### YOUR TASK
Give the records again starting at their first line and ending at the line with "[[72, 243], [81, 333]]", with "blurred background foliage" swapped for "out-of-focus background foliage" and everything else unchanged. Leave the pictures out.

### MATERIAL PROVIDED
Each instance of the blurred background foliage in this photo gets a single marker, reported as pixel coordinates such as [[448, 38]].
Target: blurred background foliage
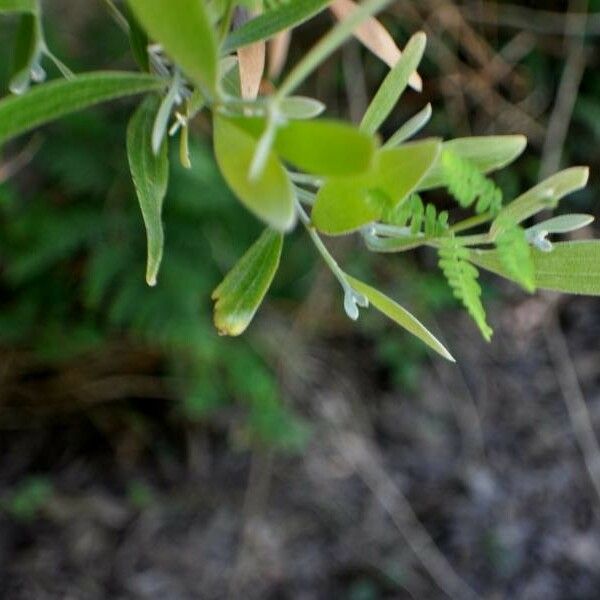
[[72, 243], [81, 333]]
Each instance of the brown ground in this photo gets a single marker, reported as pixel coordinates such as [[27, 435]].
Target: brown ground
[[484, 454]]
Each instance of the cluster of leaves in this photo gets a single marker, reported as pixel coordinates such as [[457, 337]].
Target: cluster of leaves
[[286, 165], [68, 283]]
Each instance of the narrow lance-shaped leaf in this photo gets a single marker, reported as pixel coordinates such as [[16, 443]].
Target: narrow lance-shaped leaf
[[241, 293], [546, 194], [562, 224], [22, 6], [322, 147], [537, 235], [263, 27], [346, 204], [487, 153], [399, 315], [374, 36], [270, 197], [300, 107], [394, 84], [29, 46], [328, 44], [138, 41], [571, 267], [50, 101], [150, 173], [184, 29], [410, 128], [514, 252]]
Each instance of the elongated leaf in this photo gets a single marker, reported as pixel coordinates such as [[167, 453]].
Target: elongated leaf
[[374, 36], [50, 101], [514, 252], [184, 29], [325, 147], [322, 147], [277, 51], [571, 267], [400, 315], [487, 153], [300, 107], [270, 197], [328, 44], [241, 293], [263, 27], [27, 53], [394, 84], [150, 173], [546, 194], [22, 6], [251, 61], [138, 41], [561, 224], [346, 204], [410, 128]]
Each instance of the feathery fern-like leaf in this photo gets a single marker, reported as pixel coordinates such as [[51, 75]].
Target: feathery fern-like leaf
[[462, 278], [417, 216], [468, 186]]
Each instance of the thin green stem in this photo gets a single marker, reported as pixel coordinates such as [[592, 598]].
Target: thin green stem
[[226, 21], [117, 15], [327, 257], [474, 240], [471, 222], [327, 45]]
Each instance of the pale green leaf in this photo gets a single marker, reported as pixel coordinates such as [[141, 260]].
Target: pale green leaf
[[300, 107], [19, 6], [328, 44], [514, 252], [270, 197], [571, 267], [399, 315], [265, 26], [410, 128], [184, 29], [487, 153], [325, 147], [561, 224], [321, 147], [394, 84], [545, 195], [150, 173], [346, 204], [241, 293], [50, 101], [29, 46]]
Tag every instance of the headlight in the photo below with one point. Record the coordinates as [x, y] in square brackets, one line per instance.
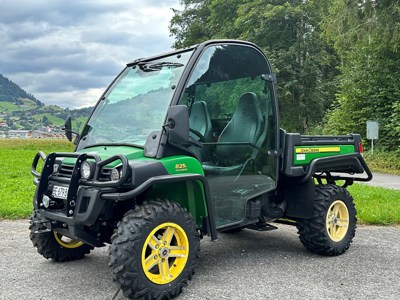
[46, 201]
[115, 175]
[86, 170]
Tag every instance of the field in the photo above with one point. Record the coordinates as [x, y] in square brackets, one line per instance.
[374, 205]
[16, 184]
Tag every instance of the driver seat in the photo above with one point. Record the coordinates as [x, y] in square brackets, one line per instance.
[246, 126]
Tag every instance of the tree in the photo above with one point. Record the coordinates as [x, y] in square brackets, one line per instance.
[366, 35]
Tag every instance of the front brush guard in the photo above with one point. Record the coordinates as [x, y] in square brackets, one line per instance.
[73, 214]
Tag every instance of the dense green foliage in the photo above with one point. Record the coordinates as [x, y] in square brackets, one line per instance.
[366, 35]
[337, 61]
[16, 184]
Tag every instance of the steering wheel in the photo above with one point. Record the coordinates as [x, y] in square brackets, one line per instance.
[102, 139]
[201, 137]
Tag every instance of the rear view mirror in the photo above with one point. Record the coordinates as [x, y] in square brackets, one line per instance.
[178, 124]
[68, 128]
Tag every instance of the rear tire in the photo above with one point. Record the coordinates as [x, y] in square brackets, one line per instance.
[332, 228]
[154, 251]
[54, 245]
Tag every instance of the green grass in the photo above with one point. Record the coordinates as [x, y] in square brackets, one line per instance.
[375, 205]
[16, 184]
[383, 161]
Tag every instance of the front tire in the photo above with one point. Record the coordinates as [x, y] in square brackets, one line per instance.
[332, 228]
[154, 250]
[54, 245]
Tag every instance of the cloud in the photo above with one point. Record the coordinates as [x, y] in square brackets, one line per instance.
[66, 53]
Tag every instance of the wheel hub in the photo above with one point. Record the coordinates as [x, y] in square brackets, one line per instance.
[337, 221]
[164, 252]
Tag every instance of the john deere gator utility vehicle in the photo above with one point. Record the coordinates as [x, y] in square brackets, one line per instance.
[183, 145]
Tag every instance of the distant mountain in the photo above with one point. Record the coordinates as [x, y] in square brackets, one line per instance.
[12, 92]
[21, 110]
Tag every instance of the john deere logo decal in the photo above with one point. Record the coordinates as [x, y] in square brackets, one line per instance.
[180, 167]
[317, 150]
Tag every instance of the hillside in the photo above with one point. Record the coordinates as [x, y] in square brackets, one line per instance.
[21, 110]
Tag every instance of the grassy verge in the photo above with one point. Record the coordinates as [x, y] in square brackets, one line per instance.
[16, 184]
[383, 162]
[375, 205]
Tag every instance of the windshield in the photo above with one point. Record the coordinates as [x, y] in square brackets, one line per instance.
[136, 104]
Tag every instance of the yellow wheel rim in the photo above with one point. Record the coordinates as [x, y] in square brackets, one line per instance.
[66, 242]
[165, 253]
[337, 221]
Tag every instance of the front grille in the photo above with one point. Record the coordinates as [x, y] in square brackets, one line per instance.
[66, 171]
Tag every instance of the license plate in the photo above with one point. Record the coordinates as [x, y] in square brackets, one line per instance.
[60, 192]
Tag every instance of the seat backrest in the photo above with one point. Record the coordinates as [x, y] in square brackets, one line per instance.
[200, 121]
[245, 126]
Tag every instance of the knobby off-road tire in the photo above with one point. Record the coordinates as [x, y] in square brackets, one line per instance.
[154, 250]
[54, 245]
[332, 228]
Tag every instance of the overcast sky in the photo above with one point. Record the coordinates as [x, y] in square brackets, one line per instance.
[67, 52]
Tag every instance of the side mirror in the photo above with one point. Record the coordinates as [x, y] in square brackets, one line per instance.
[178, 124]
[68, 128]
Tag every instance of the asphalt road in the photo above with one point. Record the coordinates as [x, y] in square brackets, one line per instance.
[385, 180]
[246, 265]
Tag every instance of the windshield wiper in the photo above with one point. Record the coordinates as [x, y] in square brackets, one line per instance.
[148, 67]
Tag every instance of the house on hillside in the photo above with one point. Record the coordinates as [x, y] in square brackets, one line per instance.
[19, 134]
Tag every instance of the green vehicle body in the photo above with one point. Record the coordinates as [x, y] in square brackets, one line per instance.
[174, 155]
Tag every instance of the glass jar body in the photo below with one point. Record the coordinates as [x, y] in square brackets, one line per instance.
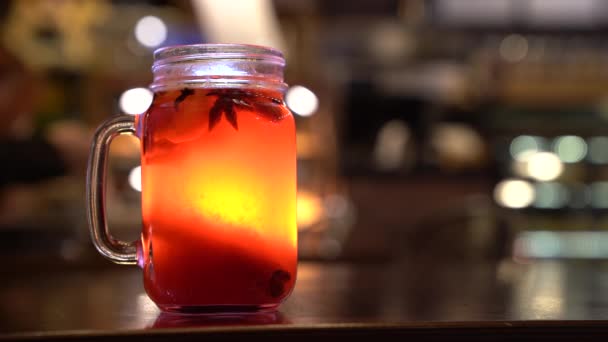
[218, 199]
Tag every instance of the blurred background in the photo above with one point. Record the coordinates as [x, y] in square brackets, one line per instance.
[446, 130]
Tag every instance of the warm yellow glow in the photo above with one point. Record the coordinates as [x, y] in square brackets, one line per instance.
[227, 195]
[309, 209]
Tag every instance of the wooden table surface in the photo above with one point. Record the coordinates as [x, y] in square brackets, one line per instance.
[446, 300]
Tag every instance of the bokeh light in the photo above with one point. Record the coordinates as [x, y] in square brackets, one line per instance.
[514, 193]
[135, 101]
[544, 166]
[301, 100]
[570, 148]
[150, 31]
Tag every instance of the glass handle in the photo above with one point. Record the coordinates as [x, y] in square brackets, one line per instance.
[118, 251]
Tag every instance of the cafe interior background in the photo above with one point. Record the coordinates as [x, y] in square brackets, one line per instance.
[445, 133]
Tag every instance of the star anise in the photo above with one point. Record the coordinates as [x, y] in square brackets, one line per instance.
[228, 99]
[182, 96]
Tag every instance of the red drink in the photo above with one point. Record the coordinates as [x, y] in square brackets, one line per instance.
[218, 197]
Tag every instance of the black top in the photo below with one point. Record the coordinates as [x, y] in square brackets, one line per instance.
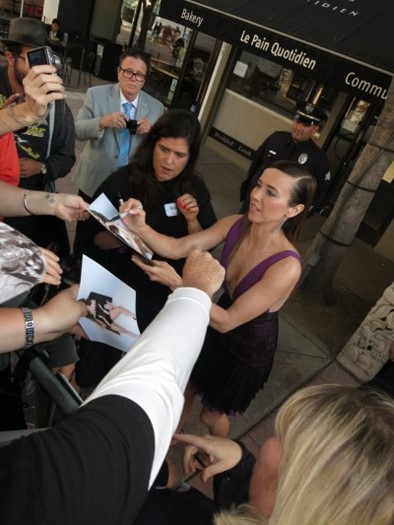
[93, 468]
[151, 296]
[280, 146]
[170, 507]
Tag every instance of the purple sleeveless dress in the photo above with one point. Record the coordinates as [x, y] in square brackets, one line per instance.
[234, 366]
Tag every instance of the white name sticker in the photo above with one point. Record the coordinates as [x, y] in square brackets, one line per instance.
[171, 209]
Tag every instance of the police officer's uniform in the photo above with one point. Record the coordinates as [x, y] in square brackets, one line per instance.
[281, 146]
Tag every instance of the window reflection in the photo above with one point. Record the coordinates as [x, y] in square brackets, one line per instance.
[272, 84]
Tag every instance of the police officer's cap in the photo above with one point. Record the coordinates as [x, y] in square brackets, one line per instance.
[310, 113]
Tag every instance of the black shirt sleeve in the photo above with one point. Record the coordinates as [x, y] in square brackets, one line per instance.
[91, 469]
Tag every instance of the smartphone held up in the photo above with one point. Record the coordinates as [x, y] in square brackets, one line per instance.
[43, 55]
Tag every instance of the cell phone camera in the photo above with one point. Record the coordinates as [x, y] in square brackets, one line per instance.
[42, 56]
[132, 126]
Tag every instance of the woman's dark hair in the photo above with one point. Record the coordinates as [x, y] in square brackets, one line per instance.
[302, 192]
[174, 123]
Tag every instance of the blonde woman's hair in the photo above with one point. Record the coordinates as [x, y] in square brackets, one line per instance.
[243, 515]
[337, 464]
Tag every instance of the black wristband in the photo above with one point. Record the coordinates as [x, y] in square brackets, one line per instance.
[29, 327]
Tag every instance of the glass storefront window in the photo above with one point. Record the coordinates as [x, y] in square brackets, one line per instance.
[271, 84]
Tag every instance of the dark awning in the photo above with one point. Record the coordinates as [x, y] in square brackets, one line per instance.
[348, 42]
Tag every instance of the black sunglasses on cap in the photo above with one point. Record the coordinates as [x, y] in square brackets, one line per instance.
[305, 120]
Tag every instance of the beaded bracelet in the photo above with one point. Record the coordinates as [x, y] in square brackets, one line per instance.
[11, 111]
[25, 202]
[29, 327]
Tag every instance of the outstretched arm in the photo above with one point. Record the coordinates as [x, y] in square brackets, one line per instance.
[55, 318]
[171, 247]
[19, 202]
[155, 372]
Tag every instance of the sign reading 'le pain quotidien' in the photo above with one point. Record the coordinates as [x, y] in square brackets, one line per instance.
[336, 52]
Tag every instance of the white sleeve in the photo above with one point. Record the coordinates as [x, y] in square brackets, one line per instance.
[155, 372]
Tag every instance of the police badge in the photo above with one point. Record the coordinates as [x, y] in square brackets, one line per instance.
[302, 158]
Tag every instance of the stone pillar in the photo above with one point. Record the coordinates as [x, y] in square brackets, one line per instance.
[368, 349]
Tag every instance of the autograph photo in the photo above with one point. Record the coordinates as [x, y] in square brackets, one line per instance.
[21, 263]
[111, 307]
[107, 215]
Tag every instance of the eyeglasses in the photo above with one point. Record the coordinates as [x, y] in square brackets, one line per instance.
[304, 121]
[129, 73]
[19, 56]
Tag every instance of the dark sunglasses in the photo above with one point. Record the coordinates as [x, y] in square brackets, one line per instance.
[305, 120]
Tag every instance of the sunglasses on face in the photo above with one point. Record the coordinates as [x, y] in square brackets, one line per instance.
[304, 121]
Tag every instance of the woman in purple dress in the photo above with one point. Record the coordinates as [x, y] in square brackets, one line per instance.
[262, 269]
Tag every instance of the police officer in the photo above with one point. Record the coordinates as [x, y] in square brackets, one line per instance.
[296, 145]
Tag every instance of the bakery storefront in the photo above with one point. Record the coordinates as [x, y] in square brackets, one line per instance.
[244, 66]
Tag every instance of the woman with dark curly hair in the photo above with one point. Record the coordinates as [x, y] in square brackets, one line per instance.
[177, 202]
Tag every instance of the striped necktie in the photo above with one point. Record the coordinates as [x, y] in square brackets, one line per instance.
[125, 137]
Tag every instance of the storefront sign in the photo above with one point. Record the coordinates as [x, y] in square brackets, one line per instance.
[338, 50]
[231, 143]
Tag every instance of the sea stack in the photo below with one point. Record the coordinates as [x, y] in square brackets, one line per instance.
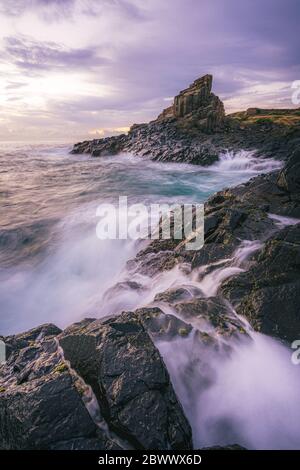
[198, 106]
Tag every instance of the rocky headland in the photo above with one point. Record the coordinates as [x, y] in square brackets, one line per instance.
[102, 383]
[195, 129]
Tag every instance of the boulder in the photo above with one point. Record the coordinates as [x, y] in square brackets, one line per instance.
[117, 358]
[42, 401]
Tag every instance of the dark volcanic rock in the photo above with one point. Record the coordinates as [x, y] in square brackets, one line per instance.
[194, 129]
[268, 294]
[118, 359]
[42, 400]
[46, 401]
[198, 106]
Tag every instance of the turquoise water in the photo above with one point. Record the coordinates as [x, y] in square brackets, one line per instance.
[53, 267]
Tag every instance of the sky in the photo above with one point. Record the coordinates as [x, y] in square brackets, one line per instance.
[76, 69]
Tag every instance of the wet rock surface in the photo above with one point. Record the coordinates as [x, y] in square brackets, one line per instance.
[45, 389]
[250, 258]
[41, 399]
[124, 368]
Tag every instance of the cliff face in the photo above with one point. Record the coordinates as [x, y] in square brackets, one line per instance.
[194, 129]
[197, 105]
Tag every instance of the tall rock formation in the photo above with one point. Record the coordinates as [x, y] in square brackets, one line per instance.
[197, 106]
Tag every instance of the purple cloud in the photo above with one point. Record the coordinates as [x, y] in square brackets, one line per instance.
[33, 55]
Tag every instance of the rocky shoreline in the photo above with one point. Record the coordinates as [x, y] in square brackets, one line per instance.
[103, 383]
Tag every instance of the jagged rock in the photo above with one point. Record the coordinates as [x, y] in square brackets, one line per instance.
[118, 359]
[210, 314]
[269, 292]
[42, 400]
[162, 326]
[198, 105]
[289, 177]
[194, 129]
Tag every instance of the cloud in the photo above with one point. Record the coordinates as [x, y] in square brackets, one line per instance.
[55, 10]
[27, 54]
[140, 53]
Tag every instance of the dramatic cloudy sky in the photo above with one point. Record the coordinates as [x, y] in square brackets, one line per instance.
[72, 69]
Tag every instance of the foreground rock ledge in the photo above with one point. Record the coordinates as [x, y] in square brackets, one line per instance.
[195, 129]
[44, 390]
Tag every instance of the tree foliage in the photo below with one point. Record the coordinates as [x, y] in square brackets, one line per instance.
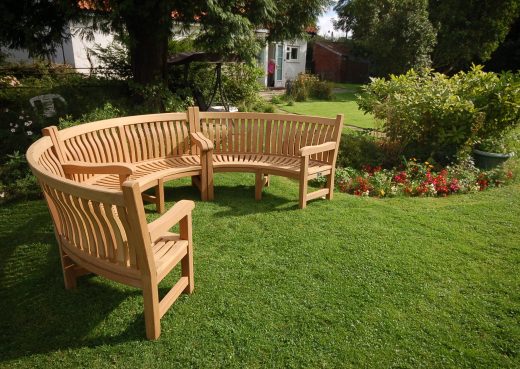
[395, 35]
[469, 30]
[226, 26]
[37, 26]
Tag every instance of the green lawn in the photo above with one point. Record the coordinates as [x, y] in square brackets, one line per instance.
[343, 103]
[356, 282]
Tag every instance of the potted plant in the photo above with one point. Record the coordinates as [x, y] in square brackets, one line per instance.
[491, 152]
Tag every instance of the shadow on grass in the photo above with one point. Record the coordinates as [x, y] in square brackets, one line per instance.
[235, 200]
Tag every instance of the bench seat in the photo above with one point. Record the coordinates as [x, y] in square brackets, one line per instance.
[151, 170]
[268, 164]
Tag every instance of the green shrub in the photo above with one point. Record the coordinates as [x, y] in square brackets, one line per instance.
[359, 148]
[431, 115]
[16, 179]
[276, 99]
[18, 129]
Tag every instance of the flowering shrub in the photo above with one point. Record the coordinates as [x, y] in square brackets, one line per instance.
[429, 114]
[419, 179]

### FINAL RESULT
Each instance of the out-of-focus background foliage in this photo gets a single marker, reported as pixel coordinates such as [[448, 38]].
Target: out-of-focus background foliage
[[72, 243], [81, 333]]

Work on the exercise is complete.